_Passage to read_
---+---

[gdal-dev] Design for sub-second accuracy in OGR ?
Dmitriy Baryshnikov
bishop.dev at gmail.com
Mon Apr 6 15:44:41 PDT 2015
Ok, this explanation looks reasonable.
Best regards,
Dmitry
07.04.2015 01:15, Even Rouault пишет:
> Le lundi 06 avril 2015 23:32:40, Dmitriy Baryshnikov a écrit :
>> Why not read all date/time data from records as accurate as possible?
> That's what I intended and prototyped. Drivers analyze the date/time value and
> they set it with an evolution of the existing SetField() method for
> date/times, which takes an additional OGRDateTimePrecision ePrecision member,
> that they can let to _Guess if they don't know the precision (case when it
> comes from binary format typically) or explicitely set when it comes from a
> text format.
>
>> For example for OFTDate we get date by GetFieldAsDateTime
>> <http://www.gdal.org/classOGRFeature.html#a6c5d2444407b07e07b79863c42ee7a49
>>> and time is zero.
>> It's strange to analyse data structure during reading the records as we
>> already have field definition.
> At the OGR model level yes, but there's no provision in the formats themselves
> to store the level of precision of the date/time.
>
>> We can use for old datasets type DateTime + SubType ODTP_YMDHMSm and new
>> datasets let the user to choose the subtype. Certainly some formats
>> support this new type + subtype now (i.e. Postgres/PostGIS, etc.).
> I'm not sure how your suggestion would work (I'm not sure I've understood it
> correctly), at least on the reading side. When reading, you can only know if a
> field is a Date, Time or DateTime (and some formats might even not have that
> level of distinctions) by examining the layer/table metadata. To know if a
> datetime has second or millisecond accuracy, you need to fetch records (that
> might potentially be costly in case you have many records with null values for
> that field), so this is an operation we don't generally want to do so as to
> have a GetLayerDefn() that works format.
>
> Although in quite a few of the formats I mentionned (GPX, Atom (GeoRSS
> driver), CSV in AUTODETECT_TYPES=YES mode, GeoJSON, ODS, XLSX, LIBKML)), they
> work by a preliminary ingestion/analysis phase of the whole dataset, so we
> could probably figure the maximum accuracy of all date/time records of a given
> field. But that would involve much more rework of those drivers than I've
> currently prototyped... And that wouldn't solve the problem for Postgres,
> MapInfo, SQLite and GeoPackage.

---+---

_Records_
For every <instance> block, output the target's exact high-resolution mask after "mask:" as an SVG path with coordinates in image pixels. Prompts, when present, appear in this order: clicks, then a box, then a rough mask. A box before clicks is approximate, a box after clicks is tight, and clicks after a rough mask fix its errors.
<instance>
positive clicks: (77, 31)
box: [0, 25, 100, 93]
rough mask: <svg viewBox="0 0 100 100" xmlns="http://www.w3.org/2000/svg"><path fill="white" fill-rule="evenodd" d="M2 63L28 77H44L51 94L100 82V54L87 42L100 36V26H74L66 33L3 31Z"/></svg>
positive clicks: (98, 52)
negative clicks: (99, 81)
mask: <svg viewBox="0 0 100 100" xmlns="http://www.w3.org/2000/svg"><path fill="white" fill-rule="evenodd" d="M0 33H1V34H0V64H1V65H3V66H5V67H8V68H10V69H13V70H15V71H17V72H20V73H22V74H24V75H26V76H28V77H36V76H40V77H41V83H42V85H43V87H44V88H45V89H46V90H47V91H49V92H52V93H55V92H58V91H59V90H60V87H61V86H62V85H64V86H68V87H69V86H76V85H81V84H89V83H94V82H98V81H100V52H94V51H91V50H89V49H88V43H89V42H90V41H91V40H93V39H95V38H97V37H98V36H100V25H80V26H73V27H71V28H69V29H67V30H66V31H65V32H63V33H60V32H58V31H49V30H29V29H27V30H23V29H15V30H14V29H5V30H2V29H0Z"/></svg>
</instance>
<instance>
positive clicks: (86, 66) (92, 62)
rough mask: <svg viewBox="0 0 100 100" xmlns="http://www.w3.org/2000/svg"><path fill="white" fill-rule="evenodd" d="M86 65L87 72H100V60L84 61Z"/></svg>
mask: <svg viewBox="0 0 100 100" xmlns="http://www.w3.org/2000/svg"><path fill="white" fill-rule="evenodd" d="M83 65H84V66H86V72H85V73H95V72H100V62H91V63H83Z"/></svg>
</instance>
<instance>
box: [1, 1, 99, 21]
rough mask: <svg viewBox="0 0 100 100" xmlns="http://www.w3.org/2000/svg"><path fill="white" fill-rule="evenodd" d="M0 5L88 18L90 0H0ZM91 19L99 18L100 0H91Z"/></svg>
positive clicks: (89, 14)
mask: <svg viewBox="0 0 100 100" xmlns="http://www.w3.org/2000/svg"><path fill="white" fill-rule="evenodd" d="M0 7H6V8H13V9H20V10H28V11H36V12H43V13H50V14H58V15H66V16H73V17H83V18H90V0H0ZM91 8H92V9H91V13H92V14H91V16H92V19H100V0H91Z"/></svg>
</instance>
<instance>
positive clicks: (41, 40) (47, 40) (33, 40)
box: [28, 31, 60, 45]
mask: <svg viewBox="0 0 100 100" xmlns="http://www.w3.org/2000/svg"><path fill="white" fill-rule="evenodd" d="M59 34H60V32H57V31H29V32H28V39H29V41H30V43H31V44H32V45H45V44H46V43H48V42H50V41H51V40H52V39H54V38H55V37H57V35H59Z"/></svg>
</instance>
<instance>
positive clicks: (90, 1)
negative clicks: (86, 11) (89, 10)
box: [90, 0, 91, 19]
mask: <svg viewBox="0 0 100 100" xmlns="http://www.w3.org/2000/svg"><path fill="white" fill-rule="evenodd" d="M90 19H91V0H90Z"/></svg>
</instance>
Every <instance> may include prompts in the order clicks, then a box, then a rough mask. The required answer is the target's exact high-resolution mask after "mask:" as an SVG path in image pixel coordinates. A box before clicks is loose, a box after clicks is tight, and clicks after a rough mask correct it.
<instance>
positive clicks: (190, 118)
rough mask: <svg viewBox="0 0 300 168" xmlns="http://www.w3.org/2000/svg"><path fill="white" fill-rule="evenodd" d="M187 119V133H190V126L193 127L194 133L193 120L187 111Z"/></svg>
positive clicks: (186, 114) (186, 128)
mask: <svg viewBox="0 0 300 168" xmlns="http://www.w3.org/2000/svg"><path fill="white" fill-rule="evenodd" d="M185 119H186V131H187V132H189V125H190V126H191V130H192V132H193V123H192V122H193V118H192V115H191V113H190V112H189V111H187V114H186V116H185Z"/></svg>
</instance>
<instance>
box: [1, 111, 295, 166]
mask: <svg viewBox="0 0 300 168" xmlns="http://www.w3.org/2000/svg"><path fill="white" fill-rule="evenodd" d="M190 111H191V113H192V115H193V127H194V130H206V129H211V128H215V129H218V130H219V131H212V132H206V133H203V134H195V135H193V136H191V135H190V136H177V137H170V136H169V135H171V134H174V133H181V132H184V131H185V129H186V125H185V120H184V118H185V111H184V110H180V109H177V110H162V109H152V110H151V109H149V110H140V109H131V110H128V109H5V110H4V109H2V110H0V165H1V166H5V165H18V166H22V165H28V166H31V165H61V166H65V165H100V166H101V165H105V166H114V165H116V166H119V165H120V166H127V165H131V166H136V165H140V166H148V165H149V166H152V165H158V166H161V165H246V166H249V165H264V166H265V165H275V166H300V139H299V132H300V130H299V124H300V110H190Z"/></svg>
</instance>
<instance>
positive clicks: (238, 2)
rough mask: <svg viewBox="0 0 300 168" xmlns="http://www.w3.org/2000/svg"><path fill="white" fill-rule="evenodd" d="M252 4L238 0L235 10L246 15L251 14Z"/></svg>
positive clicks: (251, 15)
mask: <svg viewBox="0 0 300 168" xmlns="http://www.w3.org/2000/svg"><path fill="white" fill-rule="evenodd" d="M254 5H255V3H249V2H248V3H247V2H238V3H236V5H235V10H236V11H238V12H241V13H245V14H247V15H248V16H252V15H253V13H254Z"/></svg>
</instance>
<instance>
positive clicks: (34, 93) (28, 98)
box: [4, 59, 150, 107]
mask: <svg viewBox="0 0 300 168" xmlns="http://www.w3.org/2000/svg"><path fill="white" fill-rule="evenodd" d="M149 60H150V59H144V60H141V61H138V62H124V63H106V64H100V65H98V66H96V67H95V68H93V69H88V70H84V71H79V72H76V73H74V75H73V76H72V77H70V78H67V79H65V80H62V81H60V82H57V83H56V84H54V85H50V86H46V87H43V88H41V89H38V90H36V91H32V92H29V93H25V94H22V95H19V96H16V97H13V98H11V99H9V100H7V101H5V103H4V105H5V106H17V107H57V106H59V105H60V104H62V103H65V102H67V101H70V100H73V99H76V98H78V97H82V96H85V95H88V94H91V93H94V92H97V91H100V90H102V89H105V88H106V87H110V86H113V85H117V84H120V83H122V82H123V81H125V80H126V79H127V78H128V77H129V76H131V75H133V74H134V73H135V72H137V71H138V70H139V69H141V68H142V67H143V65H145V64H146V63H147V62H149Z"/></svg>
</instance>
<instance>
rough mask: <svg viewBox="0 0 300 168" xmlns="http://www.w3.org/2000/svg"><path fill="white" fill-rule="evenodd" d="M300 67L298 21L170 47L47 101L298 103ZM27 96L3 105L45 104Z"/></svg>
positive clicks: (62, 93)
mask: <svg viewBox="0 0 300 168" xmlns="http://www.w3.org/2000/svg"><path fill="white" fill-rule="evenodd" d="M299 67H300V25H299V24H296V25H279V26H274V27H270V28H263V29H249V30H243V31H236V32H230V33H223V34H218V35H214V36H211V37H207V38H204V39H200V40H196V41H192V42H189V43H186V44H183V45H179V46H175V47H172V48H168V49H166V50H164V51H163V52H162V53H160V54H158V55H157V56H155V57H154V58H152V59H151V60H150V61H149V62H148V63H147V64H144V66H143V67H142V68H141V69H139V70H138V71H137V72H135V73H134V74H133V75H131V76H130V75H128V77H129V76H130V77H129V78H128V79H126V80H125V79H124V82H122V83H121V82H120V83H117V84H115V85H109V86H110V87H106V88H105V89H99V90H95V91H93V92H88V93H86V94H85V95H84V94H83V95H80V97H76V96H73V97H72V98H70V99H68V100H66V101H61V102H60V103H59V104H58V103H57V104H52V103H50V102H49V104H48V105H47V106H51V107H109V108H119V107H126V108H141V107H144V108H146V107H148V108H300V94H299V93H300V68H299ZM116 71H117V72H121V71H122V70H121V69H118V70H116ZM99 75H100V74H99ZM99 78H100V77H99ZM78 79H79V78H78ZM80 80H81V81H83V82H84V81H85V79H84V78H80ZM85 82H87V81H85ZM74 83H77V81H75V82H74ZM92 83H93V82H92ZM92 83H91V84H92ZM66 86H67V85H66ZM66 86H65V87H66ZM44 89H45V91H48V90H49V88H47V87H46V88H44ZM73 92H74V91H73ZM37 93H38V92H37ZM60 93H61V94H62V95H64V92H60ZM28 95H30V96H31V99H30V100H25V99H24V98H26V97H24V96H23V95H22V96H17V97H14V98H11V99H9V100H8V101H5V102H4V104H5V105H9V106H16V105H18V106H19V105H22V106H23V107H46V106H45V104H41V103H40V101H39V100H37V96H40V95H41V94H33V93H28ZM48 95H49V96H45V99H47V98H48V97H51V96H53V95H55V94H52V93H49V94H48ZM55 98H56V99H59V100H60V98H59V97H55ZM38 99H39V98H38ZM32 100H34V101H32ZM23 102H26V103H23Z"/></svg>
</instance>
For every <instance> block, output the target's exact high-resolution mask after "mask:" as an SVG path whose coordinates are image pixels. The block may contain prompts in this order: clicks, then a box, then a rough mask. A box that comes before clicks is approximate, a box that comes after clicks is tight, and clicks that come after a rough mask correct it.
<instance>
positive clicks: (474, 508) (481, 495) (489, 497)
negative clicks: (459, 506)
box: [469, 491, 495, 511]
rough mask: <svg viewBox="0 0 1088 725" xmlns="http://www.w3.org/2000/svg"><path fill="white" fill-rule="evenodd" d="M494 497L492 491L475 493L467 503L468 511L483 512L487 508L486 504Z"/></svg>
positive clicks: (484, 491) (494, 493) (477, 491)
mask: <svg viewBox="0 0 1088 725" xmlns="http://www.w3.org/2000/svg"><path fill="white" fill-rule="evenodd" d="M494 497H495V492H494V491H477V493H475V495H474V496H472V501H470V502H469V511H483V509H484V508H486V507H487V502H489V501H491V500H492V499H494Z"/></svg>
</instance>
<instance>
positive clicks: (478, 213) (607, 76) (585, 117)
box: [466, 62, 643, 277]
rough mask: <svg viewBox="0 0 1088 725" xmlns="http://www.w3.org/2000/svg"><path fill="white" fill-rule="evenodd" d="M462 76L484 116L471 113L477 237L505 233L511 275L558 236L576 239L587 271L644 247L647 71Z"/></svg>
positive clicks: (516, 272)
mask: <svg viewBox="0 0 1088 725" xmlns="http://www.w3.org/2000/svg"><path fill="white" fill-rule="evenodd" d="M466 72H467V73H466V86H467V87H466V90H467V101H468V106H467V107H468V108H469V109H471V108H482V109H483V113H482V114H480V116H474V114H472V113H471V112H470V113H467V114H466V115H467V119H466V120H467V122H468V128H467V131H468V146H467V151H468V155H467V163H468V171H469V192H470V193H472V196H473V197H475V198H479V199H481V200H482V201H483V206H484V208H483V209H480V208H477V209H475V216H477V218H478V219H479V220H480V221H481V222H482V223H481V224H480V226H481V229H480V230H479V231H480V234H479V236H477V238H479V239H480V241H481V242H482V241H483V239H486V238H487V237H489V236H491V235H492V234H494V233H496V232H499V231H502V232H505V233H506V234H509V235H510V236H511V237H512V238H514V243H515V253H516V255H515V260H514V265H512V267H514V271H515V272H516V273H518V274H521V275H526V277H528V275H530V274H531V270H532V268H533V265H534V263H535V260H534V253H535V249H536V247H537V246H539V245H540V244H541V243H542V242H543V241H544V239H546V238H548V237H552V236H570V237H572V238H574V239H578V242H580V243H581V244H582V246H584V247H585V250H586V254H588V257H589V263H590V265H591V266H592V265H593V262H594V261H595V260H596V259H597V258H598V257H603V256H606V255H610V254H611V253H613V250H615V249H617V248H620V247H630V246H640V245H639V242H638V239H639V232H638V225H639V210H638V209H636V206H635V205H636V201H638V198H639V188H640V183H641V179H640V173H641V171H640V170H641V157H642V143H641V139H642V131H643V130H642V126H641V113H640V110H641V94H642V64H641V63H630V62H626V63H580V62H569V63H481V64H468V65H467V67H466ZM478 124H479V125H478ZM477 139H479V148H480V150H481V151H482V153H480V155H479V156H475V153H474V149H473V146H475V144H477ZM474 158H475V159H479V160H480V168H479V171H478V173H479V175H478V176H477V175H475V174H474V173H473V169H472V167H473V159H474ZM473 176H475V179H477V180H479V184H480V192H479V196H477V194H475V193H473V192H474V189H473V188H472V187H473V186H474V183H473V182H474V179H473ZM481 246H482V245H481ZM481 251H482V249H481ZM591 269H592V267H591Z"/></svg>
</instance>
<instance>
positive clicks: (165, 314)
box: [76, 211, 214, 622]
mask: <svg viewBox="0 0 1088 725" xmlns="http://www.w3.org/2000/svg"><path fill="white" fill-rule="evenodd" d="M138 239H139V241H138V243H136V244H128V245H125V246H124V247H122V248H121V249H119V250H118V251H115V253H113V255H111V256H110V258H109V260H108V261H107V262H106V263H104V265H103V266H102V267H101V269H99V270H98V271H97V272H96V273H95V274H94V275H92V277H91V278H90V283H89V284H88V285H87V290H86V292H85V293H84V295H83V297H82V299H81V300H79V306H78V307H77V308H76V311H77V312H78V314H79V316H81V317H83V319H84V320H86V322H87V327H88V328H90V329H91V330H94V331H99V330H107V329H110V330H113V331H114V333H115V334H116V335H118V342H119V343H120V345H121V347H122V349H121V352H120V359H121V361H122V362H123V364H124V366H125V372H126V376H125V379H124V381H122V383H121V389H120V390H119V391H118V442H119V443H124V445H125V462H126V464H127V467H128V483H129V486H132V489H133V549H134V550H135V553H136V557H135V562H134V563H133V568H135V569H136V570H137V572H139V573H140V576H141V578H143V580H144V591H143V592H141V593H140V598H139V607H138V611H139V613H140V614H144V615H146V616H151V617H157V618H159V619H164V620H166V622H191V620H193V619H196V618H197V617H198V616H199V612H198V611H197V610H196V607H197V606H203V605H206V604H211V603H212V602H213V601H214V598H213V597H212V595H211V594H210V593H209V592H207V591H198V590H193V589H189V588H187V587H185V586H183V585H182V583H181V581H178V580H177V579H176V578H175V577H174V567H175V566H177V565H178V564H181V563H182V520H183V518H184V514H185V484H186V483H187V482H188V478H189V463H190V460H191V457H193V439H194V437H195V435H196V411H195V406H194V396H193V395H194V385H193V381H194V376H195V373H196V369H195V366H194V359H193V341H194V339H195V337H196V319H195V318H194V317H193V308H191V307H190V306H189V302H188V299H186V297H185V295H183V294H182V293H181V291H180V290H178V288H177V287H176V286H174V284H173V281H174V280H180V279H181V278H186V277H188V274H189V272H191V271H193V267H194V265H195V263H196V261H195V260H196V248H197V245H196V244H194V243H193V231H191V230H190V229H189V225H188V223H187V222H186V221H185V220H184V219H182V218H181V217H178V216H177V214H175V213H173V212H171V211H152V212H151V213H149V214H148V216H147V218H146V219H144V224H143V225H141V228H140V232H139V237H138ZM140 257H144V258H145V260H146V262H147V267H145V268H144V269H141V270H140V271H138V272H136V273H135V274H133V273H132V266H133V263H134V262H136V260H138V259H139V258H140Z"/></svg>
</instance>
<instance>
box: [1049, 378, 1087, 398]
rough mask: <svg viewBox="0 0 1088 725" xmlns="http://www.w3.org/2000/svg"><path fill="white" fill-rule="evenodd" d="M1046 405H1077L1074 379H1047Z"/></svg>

---+---

_Tasks and exercises_
A. Repeat the mailing-list message on sub-second accuracy in OGR from "[gdal-dev] Design for" to "accurate as possible?", word for word.
B. Carry on the mailing-list message about sub-second accuracy in OGR from the point where it stops.

_Expected responses_
A.
[gdal-dev] Design for sub-second accuracy in OGR ?
Dmitriy Baryshnikov
bishop.dev at gmail.com
Mon Apr 6 15:44:41 PDT 2015
Ok, this explanation looks reasonable.
Best regards,
Dmitry
07.04.2015 01:15, Even Rouault пишет:
> Le lundi 06 avril 2015 23:32:40, Dmitriy Baryshnikov a écrit :
>> Why not read all date/time data from records as accurate as possible?

B.
>
>> Postgres data type mapping:
>> date -> OFTDateTime + ODTP_YMD
>> time-> OFTDateTime + ODTP_HMS
>> timestamp -> OFTDateTime + ODTP_YMDHMSm
> Postgres case is probably not the best one to illustrate that accuracy concept
> here since internally it stores timestamps as uint8, so "2015/04/05 17:12:34"
> and "2015/04/05 17:12:34.000" are stored the same. Consequently, on reading
> you have to trust the "Guess" mode (which uses that simple heuristics: if the
> milliseconds are not 0, then you have millisecond accuracy, otherwise second).
> All other formats (except MapInfo) store them as a string.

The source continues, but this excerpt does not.